## DOCUMENT SECTION
════
I'm heading back to Gaul. I've ordered a Gallic council, and those who don't attend will face my armies.

entry Posted by Julius Caesar at 09:27 PM

September 30, 2002

I'm busy with war preparations and won't be able to update this site until the beginning of next week.

entry Posted by Julius Caesar at 12:26 PM

October 09, 2002

Thanks for your patience, readers. Much has happened.

I convened the Gallic council, and all tribes attended except the Senones, Carnutes and Treveri. I took their non-appearance as a first step in an armed revolt, and so transferred the council to a new location quite close to the Senones. By doing this I was able to march against them on the same day I announced my intentions. The Senones were thus surprised and unable to defend themselves. They surrendered, and at the request of the Aedui (an ancient ally of theirs) I accepted their surrender. Soon after this operation was complete, the Carnutes got wind of it and sent envoys and hostages. So I was able to turn my undivided attention towards the Treveri and their charismatic leader, Ambiorix. I'll continue this tomorrow.

entry Posted by Julius Caesar at 12:20 PM

October 10, 2002

I made sure I had a healthy contingent of Gallic cavalry and that my men were well rested and prepared. Then, we departed for the territory of the Treveri. Along the way, I had my scouts and informers try and gather as much intelligence as possible about Ambiorix's plans, as I was sure he'd not try to fight a pitched battle.
════
## PARTS OF THE EXERCISE
• 1. List every tribe named in the blog entries.
• 2. Answer these questions from the blog entries.
(a) At whose request was the surrender of the Senones accepted?
(b) What did the Carnutes send after they got wind of the operation?
(c) Who is named as the leader of the Treveri?
• 3. Write out everything in the blog entries from "entry Posted by Julius Caesar at 12:20" down to "a pitched battle.".
The lines after this point aren't needed.

## RECORDS SHOWN
════
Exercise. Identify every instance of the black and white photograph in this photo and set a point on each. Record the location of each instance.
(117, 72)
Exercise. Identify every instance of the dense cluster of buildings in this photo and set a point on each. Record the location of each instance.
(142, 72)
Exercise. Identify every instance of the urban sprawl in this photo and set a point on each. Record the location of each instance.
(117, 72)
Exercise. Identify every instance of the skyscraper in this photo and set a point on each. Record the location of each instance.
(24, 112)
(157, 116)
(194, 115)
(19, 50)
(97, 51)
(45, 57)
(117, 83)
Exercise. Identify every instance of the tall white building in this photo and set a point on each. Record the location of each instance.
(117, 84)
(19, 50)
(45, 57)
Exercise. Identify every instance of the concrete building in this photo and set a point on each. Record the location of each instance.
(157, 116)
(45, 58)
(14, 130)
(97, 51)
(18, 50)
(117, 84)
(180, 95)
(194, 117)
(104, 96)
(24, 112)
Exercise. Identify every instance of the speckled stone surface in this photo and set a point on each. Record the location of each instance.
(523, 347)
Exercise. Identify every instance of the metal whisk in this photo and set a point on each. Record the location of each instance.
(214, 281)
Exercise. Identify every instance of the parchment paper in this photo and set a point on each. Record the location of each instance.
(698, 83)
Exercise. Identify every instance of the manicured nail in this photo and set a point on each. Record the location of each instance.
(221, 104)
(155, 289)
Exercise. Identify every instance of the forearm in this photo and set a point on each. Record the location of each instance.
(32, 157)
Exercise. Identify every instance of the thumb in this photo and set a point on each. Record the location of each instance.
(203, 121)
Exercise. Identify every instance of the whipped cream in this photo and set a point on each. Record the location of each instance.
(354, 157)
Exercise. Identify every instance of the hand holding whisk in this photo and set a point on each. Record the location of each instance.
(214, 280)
════
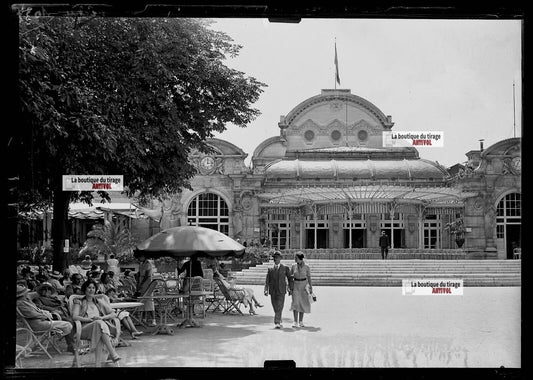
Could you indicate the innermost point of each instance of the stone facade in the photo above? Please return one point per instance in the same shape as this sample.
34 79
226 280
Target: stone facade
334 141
════
## SOLUTIONS TO THE PROBLEMS
• 1. Senones, Carnutes, Treveri, Aedui

• 2.
(a) The Aedui
(b) Envoys and hostages
(c) Ambiorix

• 3.
entry Posted by Julius Caesar at 12:20 PM

October 10, 2002

I made sure I had a healthy contingent of Gallic cavalry and that my men were well rested and prepared. Then, we departed for the territory of the Treveri. Along the way, I had my scouts and informers try and gather as much intelligence as possible about Ambiorix's plans, as I was sure he'd not try to fight a pitched battle.